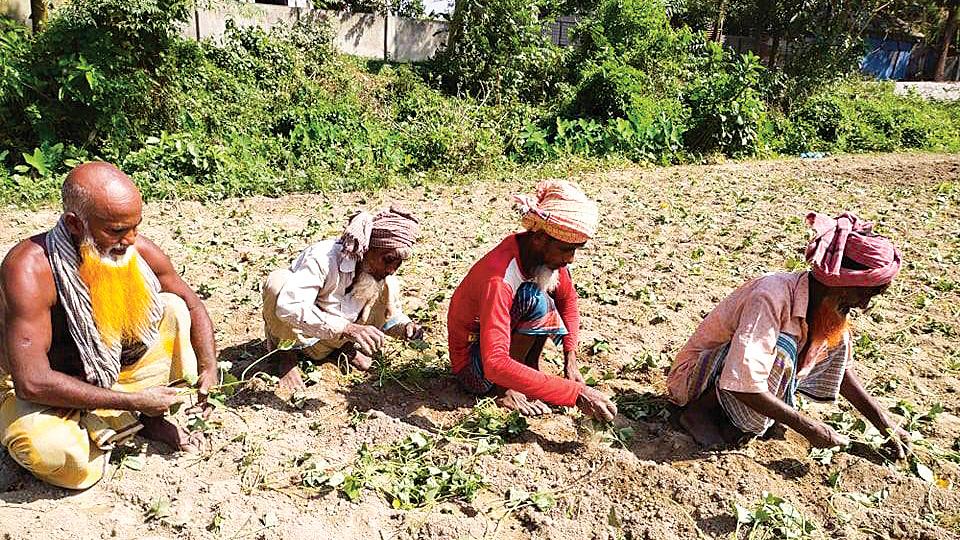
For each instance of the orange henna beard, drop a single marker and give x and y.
(119, 295)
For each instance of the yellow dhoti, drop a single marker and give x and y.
(71, 447)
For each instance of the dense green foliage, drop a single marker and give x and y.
(280, 111)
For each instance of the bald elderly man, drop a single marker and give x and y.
(95, 324)
(785, 334)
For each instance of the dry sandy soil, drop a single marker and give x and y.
(672, 243)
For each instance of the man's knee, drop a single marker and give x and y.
(58, 453)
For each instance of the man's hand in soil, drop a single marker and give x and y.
(207, 379)
(412, 330)
(596, 405)
(368, 339)
(156, 401)
(571, 368)
(824, 436)
(898, 441)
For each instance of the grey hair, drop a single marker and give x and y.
(75, 198)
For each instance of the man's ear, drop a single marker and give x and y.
(74, 224)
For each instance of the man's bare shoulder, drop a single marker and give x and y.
(26, 271)
(153, 255)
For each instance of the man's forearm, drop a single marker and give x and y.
(201, 337)
(768, 405)
(57, 389)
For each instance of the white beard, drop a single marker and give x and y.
(366, 289)
(107, 257)
(546, 279)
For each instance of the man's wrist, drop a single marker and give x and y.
(132, 401)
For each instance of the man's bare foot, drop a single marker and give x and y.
(158, 428)
(361, 361)
(705, 432)
(291, 379)
(516, 401)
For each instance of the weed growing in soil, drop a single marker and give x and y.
(645, 406)
(422, 469)
(772, 517)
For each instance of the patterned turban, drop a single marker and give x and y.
(393, 228)
(560, 210)
(848, 236)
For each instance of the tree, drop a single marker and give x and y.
(946, 39)
(38, 14)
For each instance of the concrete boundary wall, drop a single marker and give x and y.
(384, 37)
(366, 35)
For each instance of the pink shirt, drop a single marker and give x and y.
(751, 319)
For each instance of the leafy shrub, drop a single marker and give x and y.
(857, 116)
(496, 49)
(725, 104)
(94, 74)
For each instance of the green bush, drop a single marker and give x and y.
(272, 112)
(725, 103)
(857, 116)
(94, 74)
(496, 50)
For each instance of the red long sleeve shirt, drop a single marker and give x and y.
(481, 304)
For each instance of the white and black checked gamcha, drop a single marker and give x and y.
(101, 364)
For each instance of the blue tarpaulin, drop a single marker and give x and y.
(887, 58)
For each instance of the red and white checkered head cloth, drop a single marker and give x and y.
(848, 236)
(561, 210)
(391, 228)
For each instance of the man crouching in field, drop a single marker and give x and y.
(340, 297)
(95, 324)
(516, 297)
(784, 333)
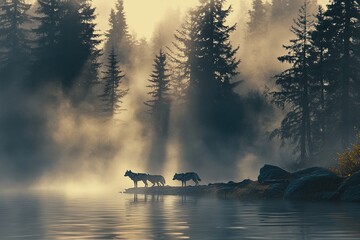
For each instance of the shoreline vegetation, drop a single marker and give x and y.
(314, 184)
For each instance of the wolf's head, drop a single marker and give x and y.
(127, 173)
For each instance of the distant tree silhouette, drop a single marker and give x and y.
(295, 84)
(159, 102)
(118, 36)
(341, 29)
(78, 42)
(323, 118)
(216, 64)
(47, 32)
(257, 24)
(183, 58)
(14, 40)
(113, 94)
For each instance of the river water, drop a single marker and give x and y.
(122, 216)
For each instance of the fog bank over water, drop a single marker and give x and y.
(51, 143)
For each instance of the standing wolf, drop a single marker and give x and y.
(184, 177)
(137, 177)
(156, 179)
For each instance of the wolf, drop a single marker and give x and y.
(137, 177)
(184, 177)
(156, 179)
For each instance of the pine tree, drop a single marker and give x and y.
(118, 34)
(257, 24)
(341, 26)
(113, 94)
(216, 66)
(159, 103)
(323, 121)
(183, 57)
(295, 84)
(49, 17)
(78, 42)
(14, 40)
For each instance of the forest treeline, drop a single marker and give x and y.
(194, 82)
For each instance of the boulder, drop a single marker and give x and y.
(271, 173)
(313, 187)
(312, 171)
(353, 180)
(275, 190)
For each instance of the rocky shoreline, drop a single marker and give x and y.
(314, 184)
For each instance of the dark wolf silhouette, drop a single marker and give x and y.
(137, 177)
(184, 177)
(156, 179)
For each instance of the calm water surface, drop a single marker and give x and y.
(121, 216)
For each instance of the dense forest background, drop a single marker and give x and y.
(279, 85)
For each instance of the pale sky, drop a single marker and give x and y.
(143, 15)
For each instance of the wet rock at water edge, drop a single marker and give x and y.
(270, 173)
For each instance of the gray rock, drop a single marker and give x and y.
(312, 187)
(353, 180)
(351, 194)
(271, 173)
(275, 190)
(312, 171)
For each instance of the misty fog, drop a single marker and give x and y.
(57, 136)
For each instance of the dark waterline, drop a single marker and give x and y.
(121, 216)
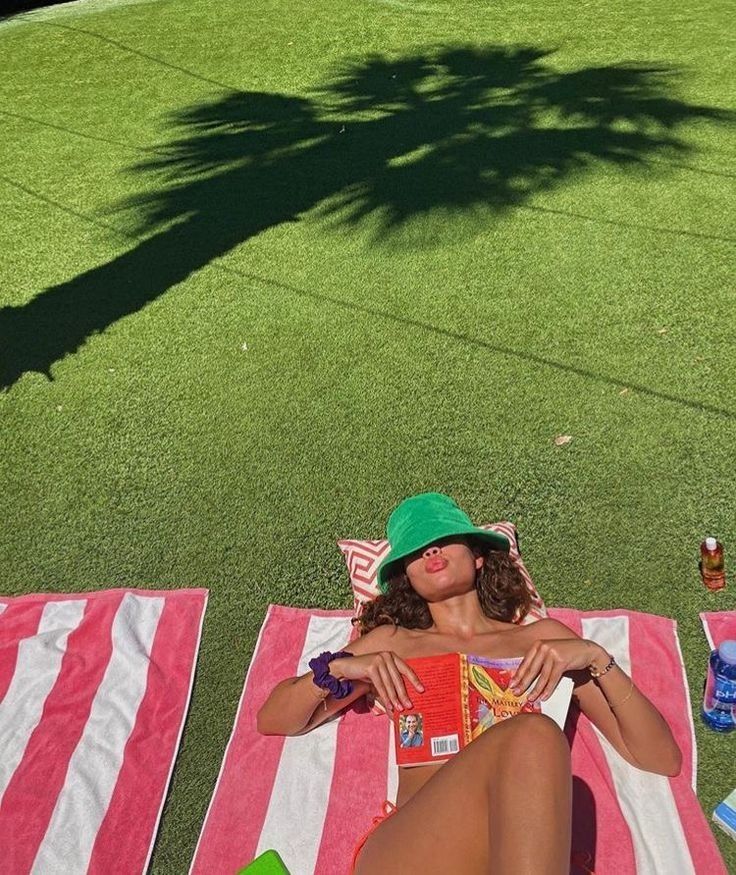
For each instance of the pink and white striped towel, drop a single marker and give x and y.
(313, 796)
(94, 689)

· · ·

TASK PROMPT:
Return the listing above word for word, with the pictures removed.

COMPLETE OUTPUT:
For each instance of the orange henna beard, drop a single marker and give x and y.
(119, 295)
For each instance of the yellow dhoti, drop a single marker and give x and y.
(71, 447)
For each instance of the dense green foliage, drop a single marker and give x and y.
(280, 111)
For each instance of the bald elderly man, drop a single marker and give x and y.
(95, 324)
(785, 334)
For each instance of the dry sandy soil, drop a single marker and give x and y.
(672, 243)
For each instance of the man's knee, drop a single marker and give x and y.
(58, 453)
For each instance of the man's hand in soil, drop a single marker and give x and y.
(207, 379)
(412, 330)
(596, 405)
(368, 339)
(156, 401)
(571, 368)
(824, 436)
(898, 441)
For each instance of the grey hair, drop a single marker and give x and y.
(75, 198)
For each instance of the man's ear, drop a single marker and give x and y.
(74, 224)
For each instance of the man's bare shoulder, drop a single marker and give x and y.
(26, 271)
(153, 255)
For each instance of the man's forearm, drop a single marker and give x and y.
(201, 337)
(768, 405)
(57, 389)
For each instance of the white beard, drop a single marker and give x and y.
(366, 289)
(107, 257)
(546, 279)
For each instance of the man's wrist, drop a single marker and give x and y.
(132, 401)
For each instance of the man's bare foot, drop a single marker and give x and y.
(158, 428)
(361, 361)
(705, 432)
(291, 379)
(516, 401)
For each instance of the weed growing in soil, drop a single marker and give x and y.
(645, 406)
(422, 469)
(772, 517)
For each instance of the patterned turban, drop a single marker and give x and y.
(393, 228)
(560, 210)
(848, 236)
For each instance of the tree, drop a single marker and give x and y.
(946, 39)
(38, 14)
For each instance of the concrete boundary wall, drop a single marker and give x and y.
(384, 37)
(366, 35)
For each instance of the pink shirt, drop a single marker and give x and y.
(751, 319)
For each instance of the leafy shrub, drop a single marker and give x and y.
(857, 116)
(496, 49)
(725, 104)
(94, 74)
For each instance of the green bush, drop a single marker and give x and y.
(272, 112)
(725, 103)
(857, 116)
(94, 74)
(496, 50)
For each instance of the red long sleeve shirt, drop a single marker and give x and y.
(481, 304)
For each instance of the white and black checked gamcha, drop a single marker and give x and y.
(101, 364)
For each instance of the blue tarpaulin, drop a single marker and give x and y.
(887, 58)
For each instance of the red and white checkered head cloth, drop a single marker and give x and y.
(848, 236)
(561, 210)
(391, 228)
For each instance of the man crouching in field, drop a single marker and give x and y.
(340, 297)
(95, 324)
(516, 297)
(784, 333)
For each instance of the shoreline vegetation, drop a single marker and give x and y.
(314, 184)
For each instance of the wolf's head, drop a single marker and give x and y.
(127, 173)
For each instance of the distant tree silhouette, drop a single marker and give x and y.
(295, 84)
(159, 102)
(118, 36)
(341, 29)
(78, 42)
(323, 118)
(216, 64)
(47, 32)
(257, 24)
(183, 58)
(14, 40)
(113, 94)
For each instance of the river water, drop a single marker and give x and y.
(122, 216)
For each instance of the fog bank over water, drop a single marker and give x and y.
(51, 143)
For each instance of the standing wolf, drop a single marker and give x and y.
(184, 177)
(137, 177)
(156, 179)
For each instance of the wolf, drop a single marker and give x and y.
(137, 177)
(184, 177)
(156, 179)
For each instance of the pine tree, drop a single marker and give x and y.
(118, 34)
(257, 24)
(341, 26)
(113, 94)
(216, 66)
(159, 103)
(323, 121)
(183, 57)
(295, 84)
(49, 17)
(78, 42)
(14, 40)
For each instance of the forest treeline, drop a single marker and give x and y.
(194, 82)
For each instance of the boulder, drop a single marker and give x and y.
(271, 173)
(313, 187)
(312, 171)
(353, 180)
(275, 190)
For each instance of the rocky shoreline, drop a single marker and give x and y.
(314, 184)
For each instance of the dark wolf silhouette, drop a single marker and give x and y.
(137, 177)
(184, 177)
(156, 179)
For each instance of the calm water surface, drop a single marker and give x and y.
(121, 216)
For each instance of the dense forest background, drop a single marker and give x and y.
(279, 85)
For each instance of the pale sky, drop a single marker and give x and y.
(143, 15)
For each instance of the wet rock at water edge, drop a single marker and give x and y.
(270, 173)
For each instance of the gray rock, drop a single marker and give x and y.
(312, 187)
(353, 180)
(351, 194)
(271, 173)
(275, 190)
(312, 171)
For each instance of the misty fog, drop a single marker and give x and y.
(57, 136)
For each instance of the dark waterline, drop a single marker and give x and y.
(121, 216)
For each instance of the pink and white striped towel, drop a single marker and give x and y.
(313, 796)
(94, 689)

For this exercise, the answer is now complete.